- _Requirement_:
Set down the records that follow in full and without changes.

Dataset records
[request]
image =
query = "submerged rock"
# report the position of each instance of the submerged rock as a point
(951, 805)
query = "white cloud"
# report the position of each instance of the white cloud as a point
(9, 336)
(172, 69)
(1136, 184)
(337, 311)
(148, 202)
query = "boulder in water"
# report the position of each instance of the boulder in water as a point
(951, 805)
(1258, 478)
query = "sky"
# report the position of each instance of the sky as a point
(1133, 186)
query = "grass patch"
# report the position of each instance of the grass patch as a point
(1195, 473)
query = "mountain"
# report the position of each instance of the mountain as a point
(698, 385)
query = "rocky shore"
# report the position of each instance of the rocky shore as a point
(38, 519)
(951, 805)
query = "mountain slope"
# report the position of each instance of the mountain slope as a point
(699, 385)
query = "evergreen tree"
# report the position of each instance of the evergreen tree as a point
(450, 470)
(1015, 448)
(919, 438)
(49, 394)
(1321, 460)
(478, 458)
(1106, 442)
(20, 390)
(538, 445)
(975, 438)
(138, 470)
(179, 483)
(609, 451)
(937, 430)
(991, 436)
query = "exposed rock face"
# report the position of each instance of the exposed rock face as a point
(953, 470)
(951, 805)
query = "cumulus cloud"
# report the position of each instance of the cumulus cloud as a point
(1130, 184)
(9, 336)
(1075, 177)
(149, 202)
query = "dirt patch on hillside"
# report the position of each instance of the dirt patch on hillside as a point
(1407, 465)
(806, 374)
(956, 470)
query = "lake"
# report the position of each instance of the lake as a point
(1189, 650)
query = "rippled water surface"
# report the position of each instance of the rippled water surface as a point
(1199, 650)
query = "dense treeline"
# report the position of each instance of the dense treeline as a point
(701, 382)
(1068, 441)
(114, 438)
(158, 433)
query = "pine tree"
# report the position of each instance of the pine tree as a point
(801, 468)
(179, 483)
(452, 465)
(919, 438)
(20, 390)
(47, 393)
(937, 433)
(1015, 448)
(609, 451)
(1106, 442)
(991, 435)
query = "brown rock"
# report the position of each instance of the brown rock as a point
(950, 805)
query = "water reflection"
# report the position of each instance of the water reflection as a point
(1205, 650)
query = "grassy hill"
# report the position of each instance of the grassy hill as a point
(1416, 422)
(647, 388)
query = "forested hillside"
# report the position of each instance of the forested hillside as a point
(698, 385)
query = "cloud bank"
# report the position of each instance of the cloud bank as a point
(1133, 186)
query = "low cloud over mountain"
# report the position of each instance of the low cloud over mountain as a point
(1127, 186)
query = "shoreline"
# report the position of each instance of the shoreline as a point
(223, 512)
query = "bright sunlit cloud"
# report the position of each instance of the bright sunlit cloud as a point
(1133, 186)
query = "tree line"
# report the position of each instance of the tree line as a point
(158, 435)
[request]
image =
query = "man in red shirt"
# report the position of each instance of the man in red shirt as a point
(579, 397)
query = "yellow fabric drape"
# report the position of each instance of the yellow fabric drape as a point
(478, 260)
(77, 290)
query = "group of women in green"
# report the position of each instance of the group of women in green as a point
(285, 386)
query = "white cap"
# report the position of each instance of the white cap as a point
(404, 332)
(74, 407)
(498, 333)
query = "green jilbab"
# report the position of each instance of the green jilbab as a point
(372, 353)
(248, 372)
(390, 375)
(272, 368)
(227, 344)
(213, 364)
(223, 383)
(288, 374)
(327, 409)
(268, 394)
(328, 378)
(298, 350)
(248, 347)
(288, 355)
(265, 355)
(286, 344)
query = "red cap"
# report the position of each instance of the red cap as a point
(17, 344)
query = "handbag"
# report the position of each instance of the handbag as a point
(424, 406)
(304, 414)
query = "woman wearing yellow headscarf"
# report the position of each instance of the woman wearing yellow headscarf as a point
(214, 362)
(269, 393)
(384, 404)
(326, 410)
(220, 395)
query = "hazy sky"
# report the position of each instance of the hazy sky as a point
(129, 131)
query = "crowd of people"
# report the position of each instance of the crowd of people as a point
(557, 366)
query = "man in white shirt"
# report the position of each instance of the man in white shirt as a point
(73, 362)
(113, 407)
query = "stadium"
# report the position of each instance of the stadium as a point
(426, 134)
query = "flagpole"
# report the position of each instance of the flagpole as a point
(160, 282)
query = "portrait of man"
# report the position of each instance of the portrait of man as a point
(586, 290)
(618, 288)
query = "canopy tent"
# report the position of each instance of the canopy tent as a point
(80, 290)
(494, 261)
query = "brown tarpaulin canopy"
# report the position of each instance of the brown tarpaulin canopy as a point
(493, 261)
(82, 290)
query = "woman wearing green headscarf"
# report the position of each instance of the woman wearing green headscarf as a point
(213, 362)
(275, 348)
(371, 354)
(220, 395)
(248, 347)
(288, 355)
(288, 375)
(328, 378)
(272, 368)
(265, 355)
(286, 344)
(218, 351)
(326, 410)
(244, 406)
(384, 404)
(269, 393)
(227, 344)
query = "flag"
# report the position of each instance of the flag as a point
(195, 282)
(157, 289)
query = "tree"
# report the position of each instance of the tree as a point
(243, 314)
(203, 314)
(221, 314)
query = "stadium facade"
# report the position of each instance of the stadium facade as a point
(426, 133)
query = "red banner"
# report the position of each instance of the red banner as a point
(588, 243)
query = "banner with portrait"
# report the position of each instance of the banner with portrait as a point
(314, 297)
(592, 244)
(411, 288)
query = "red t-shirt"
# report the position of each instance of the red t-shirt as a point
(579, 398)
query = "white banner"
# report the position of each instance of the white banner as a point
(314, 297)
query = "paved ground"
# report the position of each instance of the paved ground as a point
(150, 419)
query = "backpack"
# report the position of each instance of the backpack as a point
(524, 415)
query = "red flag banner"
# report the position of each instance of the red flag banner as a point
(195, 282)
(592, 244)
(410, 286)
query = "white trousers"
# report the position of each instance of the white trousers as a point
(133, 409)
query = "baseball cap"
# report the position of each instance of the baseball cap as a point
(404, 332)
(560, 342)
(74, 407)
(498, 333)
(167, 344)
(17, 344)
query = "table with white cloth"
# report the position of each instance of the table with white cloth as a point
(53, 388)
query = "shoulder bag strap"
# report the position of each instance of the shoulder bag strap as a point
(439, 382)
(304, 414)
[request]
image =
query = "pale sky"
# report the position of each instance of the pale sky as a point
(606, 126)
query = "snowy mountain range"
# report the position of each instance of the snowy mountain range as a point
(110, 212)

- _Your solution_:
[request]
image =
query = "submerged rock"
# report the position of each instance of the submerged rock as a point
(951, 805)
query = "white cloud"
# report the position of each instance of the white cloud as a point
(9, 336)
(172, 69)
(1136, 184)
(337, 311)
(148, 202)
query = "boulder in water"
# report the position of each instance of the boulder in water as a point
(951, 805)
(1258, 478)
query = "sky"
# report the position of each instance of the sky as a point
(1133, 186)
query = "grass patch"
# report the position of each instance of the grass patch as a point
(1195, 473)
query = "mountain"
# report the position of each instance of the mountain as a point
(698, 385)
query = "rocky shore"
# report the position of each instance of the rocky shore as a point
(38, 519)
(951, 805)
query = "mountain slope"
# report the position of each instance of the mountain slope as a point
(699, 385)
query = "evergreen tree"
# report the position of each instance of the evergreen tree as a point
(450, 470)
(1015, 448)
(919, 438)
(49, 394)
(1321, 460)
(478, 458)
(1106, 442)
(20, 390)
(538, 445)
(975, 438)
(138, 470)
(179, 483)
(609, 451)
(937, 430)
(991, 436)
query = "exposed rock face"
# report the position of each instance of the exposed rock face as a point
(953, 470)
(951, 805)
query = "cumulus cloud"
# report the position of each instance of the cumulus cloud as a point
(1130, 184)
(9, 336)
(1075, 177)
(149, 202)
query = "dirt patch on hillside"
# report the position of each instance of the dirt patch on hillside as a point
(1407, 465)
(806, 374)
(956, 470)
query = "lake"
# report the position of each instance of the lake as a point
(1189, 650)
query = "rippled water surface"
# report the position of each instance of the rippled water surface as a point
(1199, 650)
query = "dense treeline"
# report the position of each instance of the dense treeline as a point
(701, 382)
(1068, 441)
(114, 438)
(158, 433)
query = "pine tree"
# report the position of each instance of the pine tree as a point
(801, 468)
(179, 483)
(452, 465)
(919, 438)
(20, 390)
(47, 393)
(937, 433)
(1015, 448)
(609, 451)
(1106, 442)
(991, 435)
query = "brown rock"
# report the position of each instance of the brown rock as a point
(950, 805)
query = "water reflection"
# report the position of each instance of the water reflection as a point
(1205, 650)
query = "grassy hill"
# report the position of each instance of the grassy hill as a point
(1416, 422)
(647, 388)
query = "forested hillside"
# report the position of each instance of the forested hillside as a point
(698, 385)
query = "cloud bank"
# report the position of each instance of the cloud bank as a point
(1133, 186)
query = "low cloud over mountain"
# report the position of each instance of the low cloud over mountain as a point
(1127, 186)
query = "shoreline"
# report the position of each instance of the shoreline as a point
(223, 512)
query = "bright sunlit cloud"
# report the position of each instance of the bright sunlit cloud as a point
(1133, 186)
query = "tree line"
# report the position of each instance of the tree line as a point
(158, 435)
[request]
image =
query = "man in red shirt"
# report the position of each instance of the man in red shirt as a point
(579, 397)
query = "yellow fabric drape"
# report the position of each instance of the yellow fabric drape as a point
(478, 260)
(77, 290)
query = "group of women in green"
# report the position of each instance of the group of women in green as a point
(285, 386)
query = "white cap"
# report the position of each instance of the white cap as a point
(404, 332)
(74, 407)
(498, 333)
query = "green jilbab"
# report the position of each instance of the green jilbab as a point
(372, 353)
(248, 372)
(390, 375)
(272, 368)
(227, 344)
(213, 364)
(223, 383)
(288, 374)
(327, 409)
(268, 394)
(328, 378)
(298, 350)
(248, 347)
(288, 355)
(265, 355)
(286, 344)
query = "red cap"
# report the position of each instance of the red cap as a point
(17, 344)
query = "handbag"
# report the position of each instance of the handbag as a point
(424, 406)
(304, 414)
query = "woman wearing yellow headscarf"
# report the position of each instance of the woman wearing yellow headscarf as a point
(214, 362)
(269, 393)
(384, 404)
(326, 410)
(220, 395)
query = "hazy sky"
# report the position of each instance of the hazy sky as a point
(129, 131)
query = "crowd of people"
# report the position of each instance of the crowd of people as a point
(557, 366)
query = "man in white shirt"
# report the position of each instance of the man in white shirt as a point
(73, 362)
(113, 407)
query = "stadium"
# report the position of each instance of the stadium as a point
(426, 134)
query = "flagpole"
# report the position of each instance of the flagpole as a point
(160, 282)
query = "portrait of man"
# report the position of each instance of the portrait of man as a point
(586, 290)
(618, 288)
query = "canopy tent"
# report the position of each instance of the canopy tent as a point
(80, 290)
(494, 261)
query = "brown tarpaulin canopy"
# report the position of each instance of the brown tarpaulin canopy as a point
(493, 261)
(82, 290)
query = "woman wearing green headscarf"
# report the position of each instance of the woman wearing green headscarf as a point
(213, 362)
(275, 348)
(371, 354)
(220, 395)
(248, 347)
(288, 355)
(288, 375)
(328, 378)
(272, 368)
(265, 355)
(286, 344)
(218, 351)
(326, 410)
(244, 406)
(384, 404)
(269, 393)
(227, 344)
query = "flag"
# report the position of each instance of the flag as a point
(195, 282)
(157, 289)
query = "tree"
# report the position of each instance of the tree as a point
(243, 314)
(203, 314)
(221, 314)
query = "stadium facade"
# report the position of each instance of the stadium facade as a point
(426, 133)
query = "red banner"
# report the position of each instance of the red banner as a point
(588, 243)
query = "banner with portrait"
# report the position of each instance of the banner with portrait as a point
(314, 297)
(592, 244)
(411, 288)
query = "red t-shirt"
# report the position of each instance of the red t-shirt as a point
(579, 398)
query = "white banner"
# report the position of each instance of the white banner as a point
(314, 297)
query = "paved ground"
# report the position of each instance of the paved ground as a point
(150, 419)
query = "backpack"
# report the position of each instance of the backpack as a point
(524, 415)
query = "red flag banner"
# report the position of each instance of the red flag banner as a point
(195, 282)
(592, 244)
(410, 286)
query = "white trousers"
# report the position of each instance of the white trousers as a point
(133, 409)
query = "baseball cap"
# report the position of each instance of the baseball cap as a point
(404, 332)
(560, 342)
(74, 407)
(498, 333)
(167, 344)
(17, 344)
query = "table with white cloth"
# report the position of each instance of the table with white cloth as a point
(53, 388)
query = "shoulder bag strap"
# report the position of each instance of the shoulder bag strap as a point
(439, 382)
(304, 414)
[request]
image =
query = "pale sky"
# report the position of each instance of the pale sky as a point
(606, 126)
query = "snowy mountain range"
# report the position of each instance of the snowy mountain range as a point
(110, 212)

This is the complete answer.